Reading passage:
Wednesday, April 21, 2010

Layoffs and Cutbacks at Chicago State

I regret not having been more active, both on the blogsite and elsewhere, this academic year. But recent posts about Haki Mahdubuti suggest that we should discuss the recent layoffs.

I believe about seventy people were escorted from campus. One of them was the person who has been most helpful to me in maintaining my computer. So in an area of service to faculty and staff--servicing computers--where we are already short-staffed, the bosses lay off another. I am sure many of us know valuable workers who have been laid off.

The cuts that have occurred and future ones to come will have a negative effect on educating our students. They make an insufficient educational experience worse.

Why are they cutting? One answer points the finger at our local administration and its poor choices managing the available funds. Another identifies the State of Illinois and its failure to raise tax revenue. These are certainly loci of the problem. But are they the main ones?

Two facts stand out: first, education cuts are occurring at all levels across the U.S.; second, urban transit and public health care are also being cut, not only in Chicago, but in many places. There is, however, plenty of money for Obama's war in Afghanistan.

Federal funding for education, health, and urban transit peaked in the sixties and early seventies and has been in decline since under both Democratic and Republican presidents. The U.S. is a declining imperial power, and its economic and political crises are felt by workers in education, health care, and transit as well as by the students, patients and riders who depend on these workers. This combines with a conservative (and implicitly racist) anti-tax climate and movement to damage conditions for those with the least resources, especially urban black and latin people.

We should be clear in our oppositions to these cuts; we should educate ourselves and students about the nature of the struggle for a better life, and what it tells us about how contemporary U.S. capitalism values our lives. I hope you will join me in celebrating May Day and protesting cutbacks at Chicago State.

Collected data entries:
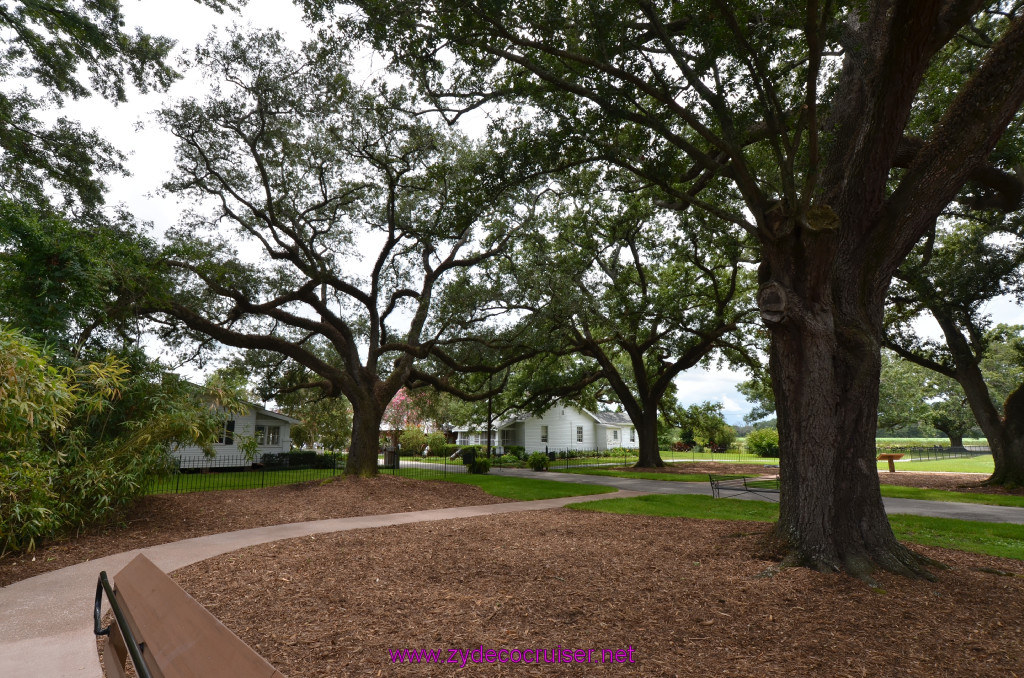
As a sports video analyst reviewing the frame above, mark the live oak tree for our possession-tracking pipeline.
[148,33,527,475]
[479,172,753,467]
[886,214,1024,477]
[313,0,1024,578]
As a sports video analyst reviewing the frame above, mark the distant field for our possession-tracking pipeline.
[874,438,988,448]
[879,454,995,481]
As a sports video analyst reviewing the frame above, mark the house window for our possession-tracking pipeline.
[217,419,234,444]
[256,425,281,446]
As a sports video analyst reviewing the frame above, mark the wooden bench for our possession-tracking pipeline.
[93,554,284,678]
[878,452,903,473]
[708,473,778,502]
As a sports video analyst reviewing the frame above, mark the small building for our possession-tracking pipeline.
[455,402,640,454]
[170,404,301,468]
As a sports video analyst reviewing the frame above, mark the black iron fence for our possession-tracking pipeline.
[878,444,992,462]
[147,452,345,495]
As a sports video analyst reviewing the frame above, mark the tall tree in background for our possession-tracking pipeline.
[886,215,1024,486]
[317,0,1024,578]
[479,172,753,467]
[150,33,528,475]
[879,351,978,448]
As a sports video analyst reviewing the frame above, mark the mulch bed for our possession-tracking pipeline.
[0,475,509,586]
[174,509,1024,678]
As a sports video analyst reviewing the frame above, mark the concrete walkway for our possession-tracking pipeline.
[490,467,1024,524]
[0,469,1024,678]
[0,492,640,678]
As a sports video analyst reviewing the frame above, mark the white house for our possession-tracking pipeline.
[171,404,301,468]
[455,402,640,453]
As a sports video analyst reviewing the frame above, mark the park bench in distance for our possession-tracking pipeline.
[93,554,284,678]
[878,452,903,473]
[708,473,778,502]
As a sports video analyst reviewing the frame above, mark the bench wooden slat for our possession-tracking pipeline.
[102,624,128,678]
[114,554,284,678]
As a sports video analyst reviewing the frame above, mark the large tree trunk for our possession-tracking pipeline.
[770,305,927,578]
[345,397,384,476]
[985,384,1024,488]
[758,210,931,580]
[634,408,665,468]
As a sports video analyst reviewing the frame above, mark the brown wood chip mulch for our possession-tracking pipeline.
[174,516,1024,678]
[0,475,509,586]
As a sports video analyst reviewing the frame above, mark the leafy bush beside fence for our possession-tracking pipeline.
[0,327,245,554]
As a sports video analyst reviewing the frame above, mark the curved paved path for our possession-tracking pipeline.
[490,468,1024,524]
[0,469,1024,678]
[0,491,643,678]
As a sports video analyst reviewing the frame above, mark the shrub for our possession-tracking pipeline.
[708,425,736,452]
[0,327,247,555]
[746,428,778,457]
[526,452,551,471]
[466,457,490,473]
[398,428,427,455]
[505,444,526,460]
[430,442,459,457]
[459,444,484,462]
[427,433,455,457]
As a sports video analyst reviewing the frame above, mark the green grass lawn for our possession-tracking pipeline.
[551,468,716,482]
[874,438,988,448]
[879,455,995,479]
[882,485,1024,508]
[569,495,1024,560]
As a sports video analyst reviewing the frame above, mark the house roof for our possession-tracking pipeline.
[246,402,302,424]
[452,406,633,432]
[590,412,633,425]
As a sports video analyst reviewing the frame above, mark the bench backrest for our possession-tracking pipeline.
[103,554,284,678]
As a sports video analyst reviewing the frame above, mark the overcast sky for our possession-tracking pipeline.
[48,0,1024,424]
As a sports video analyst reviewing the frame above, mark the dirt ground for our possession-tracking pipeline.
[8,473,1024,678]
[174,509,1024,678]
[0,471,1011,594]
[0,475,509,586]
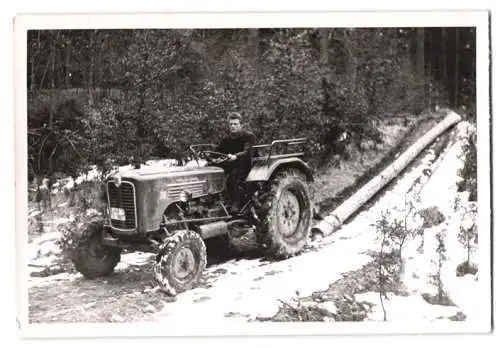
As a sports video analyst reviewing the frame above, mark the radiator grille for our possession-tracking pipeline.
[167,180,207,201]
[108,181,137,230]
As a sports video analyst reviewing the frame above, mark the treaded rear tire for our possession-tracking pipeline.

What this task involves:
Copy out the post on layoffs at Chicago State starting at "Wednesday, April 21, 2010" and ending at "educational experience worse.", and switch "campus" to "school" along the way.

Task result:
Wednesday, April 21, 2010

Layoffs and Cutbacks at Chicago State

I regret not having been more active, both on the blogsite and elsewhere, this academic year. But recent posts about Haki Mahdubuti suggest that we should discuss the recent layoffs.

I believe about seventy people were escorted from school. One of them was the person who has been most helpful to me in maintaining my computer. So in an area of service to faculty and staff--servicing computers--where we are already short-staffed, the bosses lay off another. I am sure many of us know valuable workers who have been laid off.

The cuts that have occurred and future ones to come will have a negative effect on educating our students. They make an insufficient educational experience worse.